» Region annotation lines
<<<<

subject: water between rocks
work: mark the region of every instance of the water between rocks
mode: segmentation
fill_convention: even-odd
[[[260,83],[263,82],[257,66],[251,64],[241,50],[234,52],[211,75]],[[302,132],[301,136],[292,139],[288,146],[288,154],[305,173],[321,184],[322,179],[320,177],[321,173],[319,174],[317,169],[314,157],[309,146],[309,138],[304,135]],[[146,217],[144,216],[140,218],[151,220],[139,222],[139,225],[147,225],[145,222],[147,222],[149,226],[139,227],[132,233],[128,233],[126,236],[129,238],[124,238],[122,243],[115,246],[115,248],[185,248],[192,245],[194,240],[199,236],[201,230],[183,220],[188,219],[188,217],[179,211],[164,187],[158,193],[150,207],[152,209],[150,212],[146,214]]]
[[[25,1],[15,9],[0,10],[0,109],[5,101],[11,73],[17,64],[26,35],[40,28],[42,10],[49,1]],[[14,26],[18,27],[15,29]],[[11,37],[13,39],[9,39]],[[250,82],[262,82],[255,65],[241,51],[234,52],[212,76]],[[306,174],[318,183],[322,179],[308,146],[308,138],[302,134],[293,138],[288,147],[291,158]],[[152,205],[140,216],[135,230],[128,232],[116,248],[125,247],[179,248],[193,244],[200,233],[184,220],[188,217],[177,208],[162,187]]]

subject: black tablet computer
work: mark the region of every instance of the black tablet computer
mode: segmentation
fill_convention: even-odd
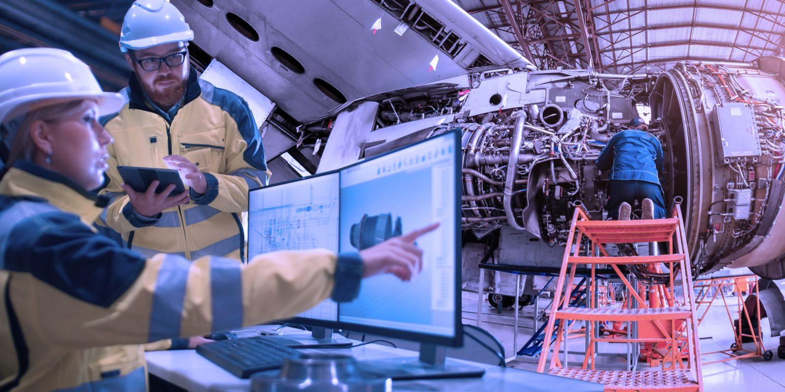
[[[180,172],[171,169],[143,168],[137,166],[118,166],[122,180],[137,192],[146,192],[150,184],[158,180],[158,187],[155,193],[161,193],[170,183],[174,184],[174,191],[171,194],[177,194],[185,191]]]

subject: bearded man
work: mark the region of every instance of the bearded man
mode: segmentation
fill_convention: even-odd
[[[126,14],[120,50],[133,73],[121,91],[127,103],[102,119],[114,144],[100,194],[111,201],[97,223],[148,257],[245,260],[240,213],[248,190],[267,184],[261,136],[247,103],[197,77],[188,65],[192,31],[169,0],[134,2]],[[124,184],[118,165],[180,171],[188,188],[155,193]],[[115,234],[116,235],[116,234]]]

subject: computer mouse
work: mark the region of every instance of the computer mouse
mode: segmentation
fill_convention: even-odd
[[[213,332],[203,336],[205,339],[211,340],[226,340],[227,339],[237,339],[237,336],[230,332]]]

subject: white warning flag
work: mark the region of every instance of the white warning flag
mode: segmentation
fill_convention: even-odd
[[[433,60],[431,60],[430,67],[428,68],[428,71],[436,71],[436,64],[439,64],[439,55],[436,55],[433,56]]]
[[[382,30],[382,18],[377,19],[374,22],[374,25],[371,27],[371,31],[374,32],[374,35],[376,35],[377,30]]]

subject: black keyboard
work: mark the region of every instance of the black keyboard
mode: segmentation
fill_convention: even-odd
[[[196,352],[241,379],[262,370],[279,368],[286,358],[301,355],[297,350],[270,342],[265,336],[217,340],[198,346]]]

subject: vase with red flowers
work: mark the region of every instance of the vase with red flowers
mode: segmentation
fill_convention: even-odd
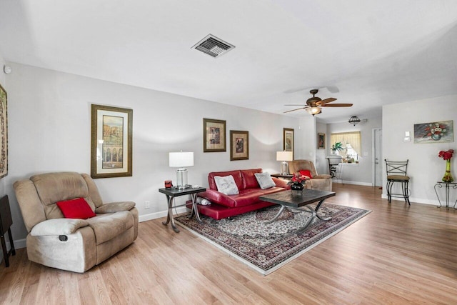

>>>>

» Given problem
Starting at the line that contains "subject: black keyboard" and stopping after the last of the lines, please write those lines out again with "vase" renamed to "jar" and nothing else changed. Leave the pictures out of your answer.

» Worked solution
subject: black keyboard
work: mark the region of every instance of the black keyboard
mode: segmentation
fill_convention: even-odd
[[[196,352],[241,379],[262,370],[279,368],[286,358],[301,355],[297,350],[270,342],[265,336],[217,340],[198,346]]]

subject: jar with red flowers
work: mark the region of every instance of the jar with red flowers
mode: segmentation
fill_convention: even-odd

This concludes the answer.